▶ _WHAT THE TASK ASKS_: Would you please copy all of the data exactly, skipping the images?
· · ·
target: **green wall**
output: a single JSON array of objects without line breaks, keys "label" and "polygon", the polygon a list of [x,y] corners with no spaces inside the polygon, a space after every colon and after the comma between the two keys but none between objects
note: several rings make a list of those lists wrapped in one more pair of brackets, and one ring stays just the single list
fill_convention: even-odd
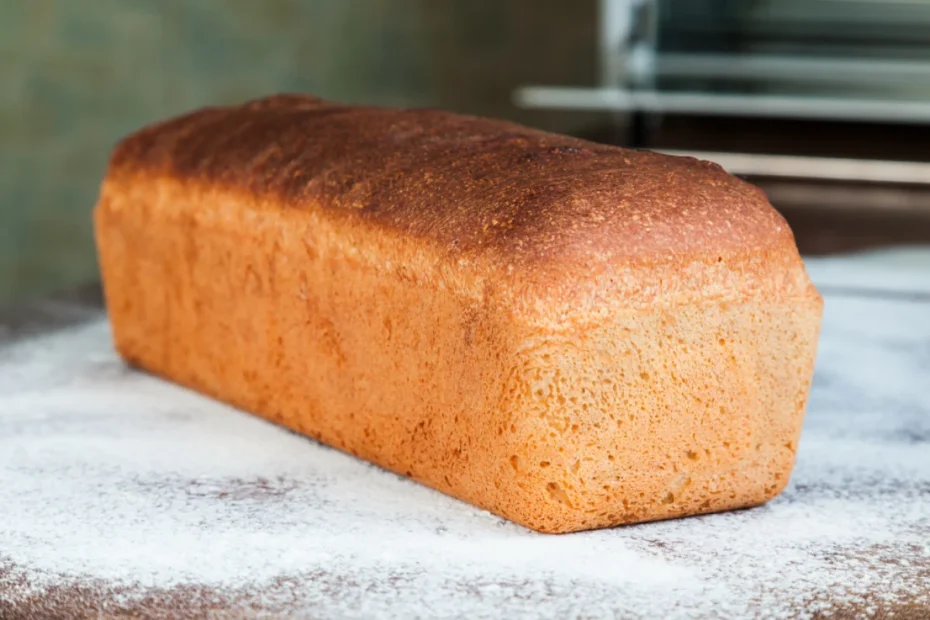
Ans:
[{"label": "green wall", "polygon": [[0,303],[96,277],[90,210],[142,124],[275,91],[537,125],[520,83],[590,83],[594,2],[0,0]]}]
· · ·
▶ _YOUR RESPONSE_:
target: **green wall**
output: a single JSON array of objects without line breaks, keys "label" and "polygon", the polygon a list of [x,y] corners with no spaces inside the polygon, a space after every colon and after the comma between the two keys but none between objects
note: several rings make a list of those lists wrapped in one more pair of brackets, and one ring stays just the single list
fill_convention: even-odd
Ans:
[{"label": "green wall", "polygon": [[0,303],[96,277],[90,210],[142,124],[275,91],[537,125],[520,83],[590,83],[594,2],[0,0]]}]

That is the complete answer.